• _Text extract_
·····

Slavery had grown and expanded nearly to its full potential by the middle of the 1800s. With the vast tracts of land now opened in the West, slavery had the chance to spread almost unabated into the West. While it grew at an alarming rate – higher than in many other locations in the New World – it seemed to many Southern businessmen to be not enough. With the practically limitless westward expansion, the enslavers saw the fortunes that could be made by not only slavery’s natural growth, but by adding new slaves directly from Africa to the mix with the reopening of the Atlantic slave trade.
The United States Constitution allowed the Atlantic slave trade to be outlawed starting in 1807. Congress immediately acted upon it, making it illegal for Americans to import slaves from outside the country. Just over a decade later, another law was passed which labeled slave traders as pirates who would be subject to execution if caught. Though the United States refused to sign treaties with France and England concerning the trade, it was basically understood that the international slave trade was a deplorable system.
Though not the focus of this piece, it should be mentioned that it was not altruism that moved the Congress to support such a measure. The revolution in Haiti, for example, convinced many in the Deep South that the farther the slaves were from their African roots, the more easily they could be controlled. Someone born into slavery was less likely to revolt then someone newly arrived from their home continent. The events in Haiti also led to stricter slave codes and fewer rights for free blacks. 1David Brion Davis Inhuman Bondage (Oxford University Press, 2006) 161.
The codes passed were incredibly effective. Though they did not fully eliminate slave uprisings, compared to other nations, the Slave States experienced far fewer revolts. The police state needed to maintain the institution of slavery did its job well. Frederick Douglass, when asked why the millions of slaves did not rebel, rightly said that such a fight “would be wonderfully unequal,” explaining that it would be “seventeen millions of armed, disciplined, and intelligent people, against three millions of unarmed and uninformed.” 2Frederick Douglass “The Revolution of 1848”. Speech given in Rochester, NY on August 1st, 1848. As printed in Selected Speeches and Writings, Vol. 1 (International Publishers, 1975) 329.

·····

• _Task requirements_
1 – Please reproduce the part of the passage on slavery and the Atlantic slave trade above between "Though not the" and "Press, 2006) 161.", inclusive.
2 – Continue the passage on slavery and the Atlantic slave trade above, starting right after its final sentence.

• _Given data_

·····

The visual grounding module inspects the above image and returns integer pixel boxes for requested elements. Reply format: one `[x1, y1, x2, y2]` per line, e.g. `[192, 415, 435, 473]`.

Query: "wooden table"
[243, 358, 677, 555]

·····

• _Responses by task_
1 –
Though not the focus of this piece, it should be mentioned that it was not altruism that moved the Congress to support such a measure. The revolution in Haiti, for example, convinced many in the Deep South that the farther the slaves were from their African roots, the more easily they could be controlled. Someone born into slavery was less likely to revolt then someone newly arrived from their home continent. The events in Haiti also led to stricter slave codes and fewer rights for free blacks. 1David Brion Davis Inhuman Bondage (Oxford University Press, 2006) 161.

2 –
South Carolina Rumbles
As with many things before and after, South Carolina took the lead in this movement to reopen the trade. In the autumn of 1854, a grand jury held “that the Federal law abolishing the African Slave Trade is a public grievance.” They insisted that if the importation of slaves was begun once again, it would be “a blessing to the American people, and a benefit to the African himself.”
Their argument was based upon three main points. First, that the slave trade was “consistent with the true policy of the south.” Second, that “slavery itself is authorized and sanctioned by Holy Writ.” And finally, due to the establishment of paternalism, they believed that slavery in America elevated the African “from a condition of absolute barbarism, to one of comparative civilization; from a condition of heathen darkness, to one of Christian light.” 3“Presentment of the Grand Jury” as printed in British and Foreign State Papers, Volume 45 (London: William Ridgway, 1865) 1156-7.
The Southern Commercial Conventions of 1855-56
The Southern Commercial Convention, held a few weeks later in January of 1855, couldn’t agree more. Meeting annually, this year in New Orleans, the Convention discussed better ways to improve commerce in the South. In attendance were not just business owners, but Southern politicians and governors. Toward the end of the fourth day, the Convention resolved to recommend “Senators and Representatives in Congress, from the slave-holding states, to introduce a bill to repeal all laws suppressing the slave trade, and that they exert all their influence to have such a law passed.” 4Proceedings of the Southern Commercial Convention (New Orleans Daily Crescent, 1855) 17.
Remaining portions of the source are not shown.